Copy the records below line for line, word for word, and leave out the pictures.
----
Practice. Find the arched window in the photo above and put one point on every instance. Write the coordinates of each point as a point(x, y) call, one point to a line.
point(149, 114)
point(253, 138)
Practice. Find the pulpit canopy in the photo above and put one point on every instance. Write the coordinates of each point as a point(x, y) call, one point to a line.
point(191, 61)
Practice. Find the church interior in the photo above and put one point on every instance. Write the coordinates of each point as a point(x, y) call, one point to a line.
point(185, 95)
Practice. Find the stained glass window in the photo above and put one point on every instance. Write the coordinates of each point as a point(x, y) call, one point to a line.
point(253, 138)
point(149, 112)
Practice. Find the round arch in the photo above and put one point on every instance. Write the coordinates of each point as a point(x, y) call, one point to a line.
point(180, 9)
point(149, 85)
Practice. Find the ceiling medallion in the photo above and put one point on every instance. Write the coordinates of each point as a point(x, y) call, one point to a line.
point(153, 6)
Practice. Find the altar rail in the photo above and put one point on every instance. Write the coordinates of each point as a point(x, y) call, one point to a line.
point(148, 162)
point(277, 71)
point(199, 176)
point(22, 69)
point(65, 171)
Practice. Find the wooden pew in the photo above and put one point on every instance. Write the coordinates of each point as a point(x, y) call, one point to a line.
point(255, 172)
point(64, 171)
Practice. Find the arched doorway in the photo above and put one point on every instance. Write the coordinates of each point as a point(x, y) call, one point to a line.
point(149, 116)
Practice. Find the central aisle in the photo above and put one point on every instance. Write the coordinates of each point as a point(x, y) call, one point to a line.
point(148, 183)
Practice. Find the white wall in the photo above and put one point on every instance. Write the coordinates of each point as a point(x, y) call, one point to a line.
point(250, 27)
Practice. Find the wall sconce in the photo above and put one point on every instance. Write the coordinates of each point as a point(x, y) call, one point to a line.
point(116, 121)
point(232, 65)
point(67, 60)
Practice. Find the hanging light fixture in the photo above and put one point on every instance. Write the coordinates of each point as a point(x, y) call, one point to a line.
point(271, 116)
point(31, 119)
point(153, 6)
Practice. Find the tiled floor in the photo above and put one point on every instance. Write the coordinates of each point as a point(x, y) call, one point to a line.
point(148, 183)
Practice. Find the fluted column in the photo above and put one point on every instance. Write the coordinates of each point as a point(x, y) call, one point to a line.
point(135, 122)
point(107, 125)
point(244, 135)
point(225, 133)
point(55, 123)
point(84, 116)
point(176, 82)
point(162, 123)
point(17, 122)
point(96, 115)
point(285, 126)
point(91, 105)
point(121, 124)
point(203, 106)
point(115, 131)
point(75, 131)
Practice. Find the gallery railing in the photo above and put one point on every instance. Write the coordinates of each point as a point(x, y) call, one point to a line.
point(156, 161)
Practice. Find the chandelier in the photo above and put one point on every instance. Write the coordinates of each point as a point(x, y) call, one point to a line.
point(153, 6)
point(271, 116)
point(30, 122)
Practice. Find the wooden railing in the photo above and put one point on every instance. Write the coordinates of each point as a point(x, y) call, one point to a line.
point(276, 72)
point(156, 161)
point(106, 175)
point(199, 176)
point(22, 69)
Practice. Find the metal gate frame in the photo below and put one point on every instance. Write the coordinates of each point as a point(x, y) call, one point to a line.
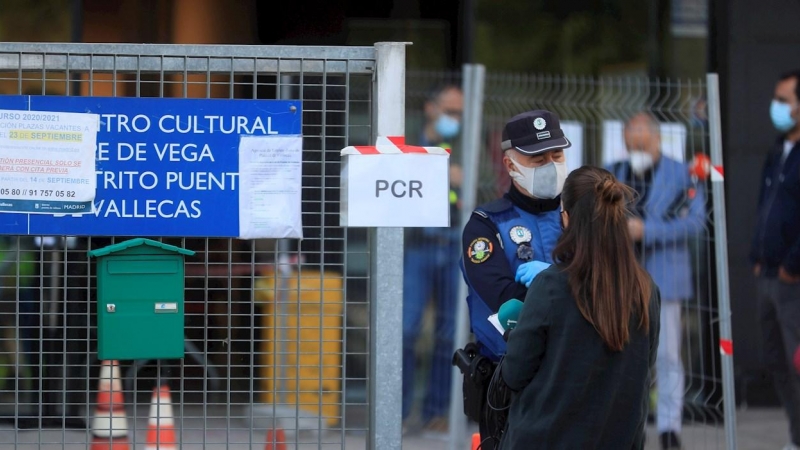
point(384, 61)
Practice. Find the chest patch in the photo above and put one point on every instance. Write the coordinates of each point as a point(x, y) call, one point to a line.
point(479, 250)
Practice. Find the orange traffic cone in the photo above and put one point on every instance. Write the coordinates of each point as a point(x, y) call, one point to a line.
point(110, 424)
point(161, 428)
point(276, 439)
point(476, 441)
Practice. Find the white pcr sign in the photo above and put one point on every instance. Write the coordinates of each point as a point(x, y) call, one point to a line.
point(395, 185)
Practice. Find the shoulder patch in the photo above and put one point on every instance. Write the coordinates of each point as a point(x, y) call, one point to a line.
point(479, 250)
point(496, 206)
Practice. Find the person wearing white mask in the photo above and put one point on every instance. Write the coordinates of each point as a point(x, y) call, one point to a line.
point(775, 252)
point(430, 276)
point(670, 210)
point(508, 241)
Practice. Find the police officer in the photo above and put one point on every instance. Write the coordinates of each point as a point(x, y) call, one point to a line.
point(510, 240)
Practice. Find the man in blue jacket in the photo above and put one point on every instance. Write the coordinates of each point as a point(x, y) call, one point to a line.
point(670, 211)
point(775, 253)
point(508, 241)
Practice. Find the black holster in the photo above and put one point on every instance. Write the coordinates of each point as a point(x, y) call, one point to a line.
point(477, 370)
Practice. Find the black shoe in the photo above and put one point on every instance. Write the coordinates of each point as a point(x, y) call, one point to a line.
point(670, 440)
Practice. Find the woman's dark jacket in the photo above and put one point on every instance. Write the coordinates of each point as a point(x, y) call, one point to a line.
point(572, 391)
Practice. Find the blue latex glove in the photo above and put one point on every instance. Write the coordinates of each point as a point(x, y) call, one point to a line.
point(528, 271)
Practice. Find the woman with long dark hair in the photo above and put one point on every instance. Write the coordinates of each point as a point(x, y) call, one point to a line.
point(580, 357)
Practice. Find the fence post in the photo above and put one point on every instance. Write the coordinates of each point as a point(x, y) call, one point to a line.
point(472, 146)
point(721, 250)
point(386, 267)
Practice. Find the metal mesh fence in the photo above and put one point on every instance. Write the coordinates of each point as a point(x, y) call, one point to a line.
point(276, 330)
point(593, 113)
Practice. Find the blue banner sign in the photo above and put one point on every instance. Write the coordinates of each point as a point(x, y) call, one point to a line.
point(165, 167)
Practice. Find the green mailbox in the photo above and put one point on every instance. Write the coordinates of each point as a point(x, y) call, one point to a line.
point(140, 287)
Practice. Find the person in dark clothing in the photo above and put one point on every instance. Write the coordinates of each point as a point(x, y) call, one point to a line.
point(506, 243)
point(775, 253)
point(669, 212)
point(579, 359)
point(430, 274)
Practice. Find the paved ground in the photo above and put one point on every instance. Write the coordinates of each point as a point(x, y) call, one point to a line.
point(758, 429)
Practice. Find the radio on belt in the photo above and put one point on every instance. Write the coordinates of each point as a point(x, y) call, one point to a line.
point(140, 287)
point(393, 184)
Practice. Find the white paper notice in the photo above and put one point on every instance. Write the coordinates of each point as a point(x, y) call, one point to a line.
point(270, 176)
point(47, 162)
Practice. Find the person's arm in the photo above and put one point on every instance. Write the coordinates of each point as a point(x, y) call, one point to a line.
point(492, 277)
point(791, 264)
point(526, 344)
point(762, 192)
point(661, 231)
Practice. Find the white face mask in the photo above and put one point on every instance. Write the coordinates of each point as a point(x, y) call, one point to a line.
point(640, 161)
point(545, 182)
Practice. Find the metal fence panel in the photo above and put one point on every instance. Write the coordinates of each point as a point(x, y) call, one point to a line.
point(593, 112)
point(276, 330)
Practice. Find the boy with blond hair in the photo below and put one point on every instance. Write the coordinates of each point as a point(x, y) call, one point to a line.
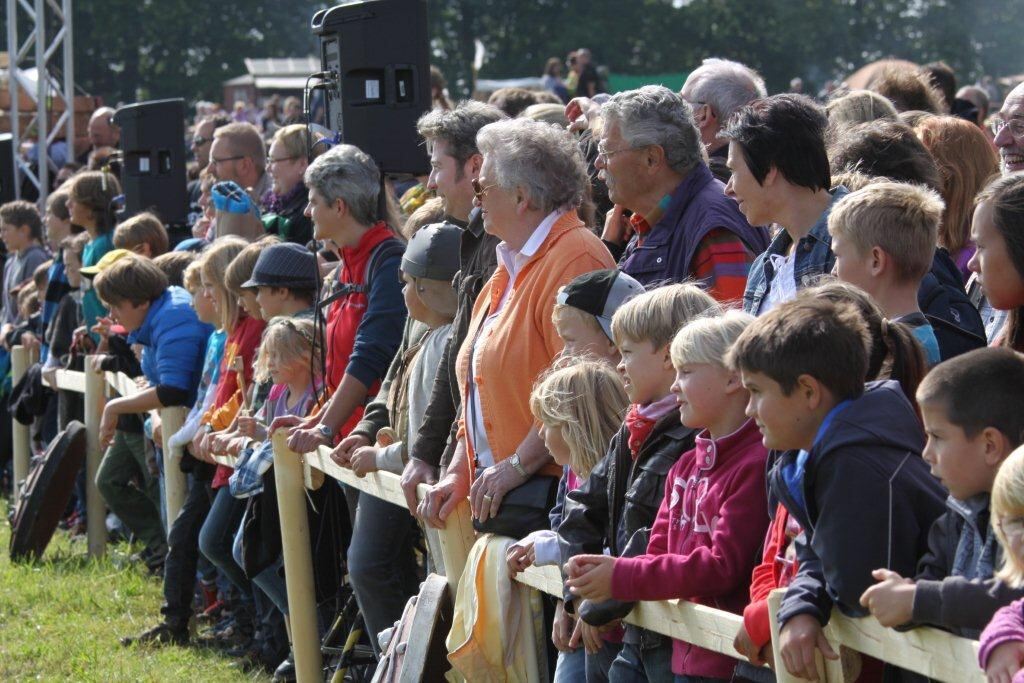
----
**Solution for this exercise**
Practice. Find the arched window in the photo above and put one point on every instance. Write the coordinates of each point as a point(x, y) call, one point to a line.
point(149, 114)
point(253, 138)
Practice. Find the pulpit canopy in the photo above and put one point on every instance. Write the coordinates of each point as a point(x, y) call, one point to a line.
point(191, 61)
Practice. Find the church interior in the photo above and put one point on every instance. Write the coordinates of each point as a point(x, y) call, one point to a line.
point(185, 95)
Practice. Find the stained glass window in the photo above and put one point on every instance. Write the coordinates of each point as a point(x, y) call, one point to a line.
point(253, 138)
point(149, 112)
Practice. Find the round arch in the photo above and put one point on every instance. Write the coordinates of each point as a point(x, y) call, one point to a line.
point(180, 9)
point(149, 85)
Practice. Find the ceiling medallion in the photo above and put one point on every instance. Write the coordinates of each point as a point(x, y) call, one point to a line.
point(153, 6)
Practice. Find the altar rail in the photo above and put one point on every instance. Write the coordinates of each point as a point(x, y) call, one point to a line.
point(148, 162)
point(277, 71)
point(199, 176)
point(22, 69)
point(65, 171)
Practice. Find the wooden pew in the photo above and put one point on every instance. Write the coordinates of each point as a point(x, y) call, one point to a line.
point(255, 172)
point(64, 171)
Practice. Find the arched doorway in the photo above and put one point on every instance. Write the coordinates of each point as a point(x, y) call, one point to a line.
point(149, 116)
Practice. Find the central aisle in the photo above and put one point on every instance. Write the coordinates of each point as a point(x, y) call, one point to a line.
point(148, 183)
Practice. Find the white wall in the photo above and put one point on every instance. Write the coordinates of each point as a point(x, y) call, one point to a line.
point(250, 27)
Practice. Find the wall sconce in the photo above and put one point on every instance. Write the coordinates of each point as a point(x, y) call, one point to a line.
point(116, 121)
point(232, 65)
point(67, 60)
Practice. Find the hanging light fixture in the photo above and put one point on every instance. Write the coordinates of each point as a point(x, y) call, one point to a line.
point(271, 116)
point(31, 119)
point(153, 6)
Practice. Find the tiled floor in the photo above and put one point on every instance. Write the coordinates of each point as a point(x, y) call, one point to a line.
point(148, 183)
Practice. Find the fluted column in the photo above and put one point on every instance. Write the coordinates of each point as a point(x, y) call, one point to a line.
point(135, 122)
point(107, 125)
point(244, 135)
point(225, 133)
point(55, 123)
point(84, 116)
point(176, 82)
point(162, 123)
point(17, 122)
point(96, 115)
point(285, 126)
point(91, 105)
point(121, 124)
point(203, 106)
point(115, 131)
point(75, 131)
Practice. Find the gallery railing in the photo above and put one point on every instance. Write the coordinates of each point as a point(x, y) call, one point to a line.
point(156, 161)
Practice. Find the chandelier in the photo above and put one point on every instance. Write the coordinates of each point as a point(x, y) call, one point to a line.
point(153, 6)
point(271, 116)
point(30, 122)
Practice. Find the wooden railing in the photo above and put one point on every instance. Write the coordinates of each point as a point(x, y) call, one point to a line.
point(276, 72)
point(156, 161)
point(106, 175)
point(199, 176)
point(22, 69)
Practice. Find the metal gate frame in the photo below and put one point on every instance. Write the coordinates of each point as a point(x, y) call, one point to a line.
point(384, 61)
Practice. Find the chest patch in the photo above and put one point on every instance. Write the coordinates of each point as a point(x, y) call, one point to a line.
point(479, 250)
Practice. Find the orange traffic cone in the photo above and put one point on every instance. Write the coordinates of each point as a point(x, y) call, one point to a line.
point(110, 424)
point(161, 428)
point(276, 439)
point(476, 441)
Practice. Find the white pcr sign in the photo above and put one point on every instance. Write the coordinates of each point as a point(x, y) call, one point to a line.
point(395, 185)
Practice. Find the shoulder patch in the photo above and put one point on every instance. Write the coordinates of each point as a point(x, y) call, one point to a line.
point(479, 250)
point(496, 206)
Practice. Find the person wearing white mask in the photo above and put one point on every instance. Write the coordinates of each point as a point(x, y) call, one point to a line.
point(775, 252)
point(430, 276)
point(670, 210)
point(508, 241)
Practice. Find the police officer in the photo above and put one point on every instance. Write the coordinates of each point as a point(x, y) call, one point to a line.
point(510, 240)
Practice. Find the man in blue jacket in the photo above and put one point on every instance. Write the coordinates of each point as a point(x, y) call, one point to a line.
point(670, 211)
point(775, 253)
point(508, 241)
Practice. Find the black holster in the photo above and put one point on every instance. Write the coordinates of each point as a point(x, y) call, one point to a line.
point(477, 370)
Practice. Find the black shoe in the photo above and put one point on every instance. Write the coordinates of each point as a point(x, y) call, one point to a line.
point(670, 440)
Practice. Find the woman's dark jacket in the photo above and put one point on every instance. Write the coordinates of each point as a point(x, y) call, one point to a line.
point(572, 391)
Practice. Find the blue latex glove in the photo above and put one point on every instance. Write the coordinates of each point as a point(x, y) call, one point to a line.
point(528, 271)
Practice. Find the woman with long dark hair in the photo above and put one point on every instance. Write the coordinates of each point as a point(x, y) call, one point to a line.
point(580, 357)
Practice. Find the fence post in the photo above and put one point on every instance. Write the coordinates of each point as a point(x, y) call, one point to a line.
point(472, 146)
point(721, 250)
point(386, 267)
Practice. Find the metal mesh fence in the photo above and put one point on every instance. Write the coordinates of each point as a point(x, y) call, one point to a line.
point(276, 330)
point(593, 113)
Practice. Find the blue banner sign in the photo above and put one point on every instance. Write the coordinates of each point as a point(x, y) call, one point to a line.
point(165, 167)
Practice. Find the green mailbox in the photo above and put one point on every instance. Write the coordinates of each point as a point(x, y) call, one point to a line.
point(140, 287)
Practice. Find the person in dark clothing in the photo above and put one point on every instance. Write the coordinates of each point as a point(x, y) call, one point to a line.
point(506, 243)
point(775, 253)
point(669, 212)
point(579, 359)
point(430, 274)
Practice. Find the paved ground in the photo above and put one point on every instance. Write the coordinates of each point as a point(x, y) call, one point to a line.
point(758, 429)
Practice. Find the radio on belt in the photo above and put one point on every instance. Write the coordinates of each point as a point(x, y) call, one point to a line.
point(140, 287)
point(393, 184)
Practice. Find the white paper notice in the photo above and put one point on every instance. Write the coordinates of each point as a point(x, y) call, one point to a line.
point(270, 176)
point(47, 162)
Practice. Find the person's arm in the photo above and put one point on every instance. Write the coordinates of each point as a point(x, y) call, one point to a line.
point(492, 277)
point(791, 264)
point(526, 344)
point(762, 192)
point(661, 231)
Practice. Find the white face mask in the photo above and put one point on every instance. Write the coordinates of each point as a point(x, y) call, one point to a line.
point(640, 161)
point(545, 182)
Practice. Find the metal fence panel in the photo above and put one point on every instance. Write the coordinates of each point as a point(x, y) call, one point to a line.
point(593, 112)
point(276, 330)
Practice. Find the boy with blond hair in the photo below and put one point on every instance. Write the coordinates of each point as a point(x, y) call, one point to a line.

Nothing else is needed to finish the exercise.